_EXTRAIT_:
####################

L'automobile
mondiale à la veille d'une révolution
Par
Stéphane Lauer
L'alliance
Renault-Nissan a franchi avec succès la première étape
de son ambitieux projet de s'allier avec General Motors (GM)
Les conseils d'administration respectifs des constructeurs français
et japonais ont donné, lundi 3 juillet, leur feu vert pour
étudier la faisabilité d'une union à trois."Des
discussions avec General Motors, concernant une alliance potentielle,
pourraient être engagées dès lors que General
Motors en ferait la proposition", a indiqué, lundi soir,
Renault. En attendant la réponse de GM, l'idée d'une
union à trois laisse plusieurs questions en suspens.
Pourquoi cette alliance ? Il y a peu de chances que l'idée
date, comme cela a été dit, du dîner du 15 mai
entre le patron de Renault-Nissan, Carlos Ghosn, et le milliardaire
Kirk Kerkorian, l'un des principaux actionnaires de GM.

####################

_DONNÉES ENREGISTRÉES_:
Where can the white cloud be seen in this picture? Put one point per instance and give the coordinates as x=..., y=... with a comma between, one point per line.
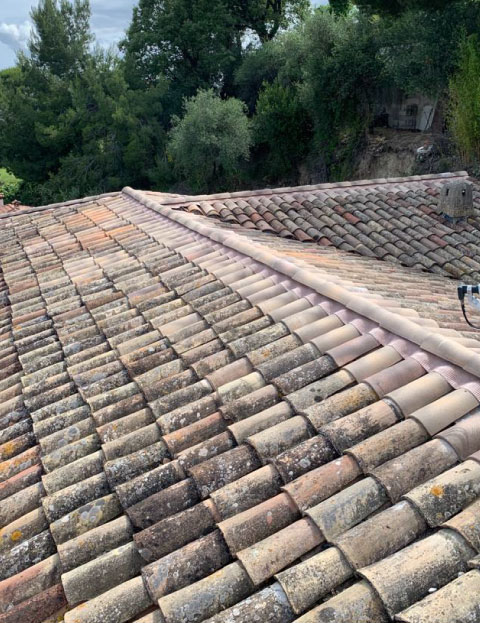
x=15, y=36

####################

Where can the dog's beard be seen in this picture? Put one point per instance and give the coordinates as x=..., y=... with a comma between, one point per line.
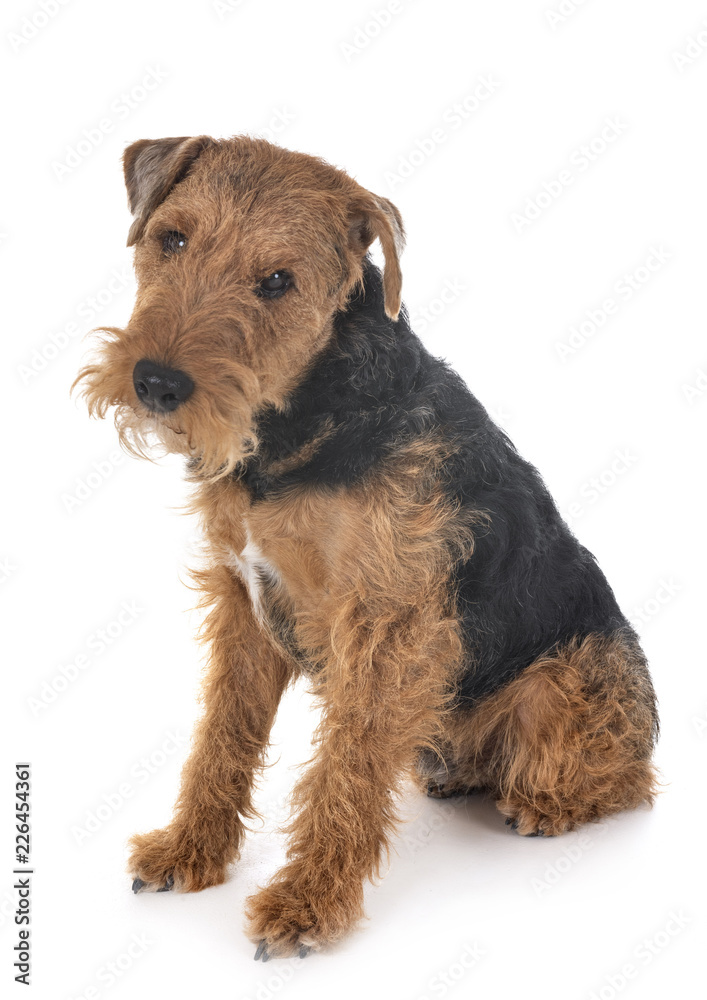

####################

_LISTE DES TÂCHES_:
• A. Les affirmations suivantes concordent-elles avec l'extrait ? (i) Les conseils d'administration des constructeurs français et japonais ont donné leur accord le lundi 3 juillet. (ii) General Motors a déjà proposé l'alliance. (iii) Kirk Kerkorian est présenté comme le patron de Renault-Nissan. Pour chacune, répondez par oui ou non et citez les mots décisifs de l'extrait.
• B. Pouvez-vous citer le passage de l'extrait qui va de « Les conseils d'administration » jusqu'à « questions en suspens. » inclus, sans rien y changer ?

_RÉPONSES FOURNIES_:
• A.
(i) Oui : « ont donné, lundi 3 juillet, leur feu vert »
(ii) Non : « En attendant la réponse de GM »
(iii) Non : « le patron de Renault-Nissan, Carlos Ghosn »

• B.
Les conseils d'administration respectifs des constructeurs français
et japonais ont donné, lundi 3 juillet, leur feu vert pour
étudier la faisabilité d'une union à trois."Des
discussions avec General Motors, concernant une alliance potentielle,
pourraient être engagées dès lors que General
Motors en ferait la proposition", a indiqué, lundi soir,
Renault. En attendant la réponse de GM, l'idée d'une
union à trois laisse plusieurs questions en suspens.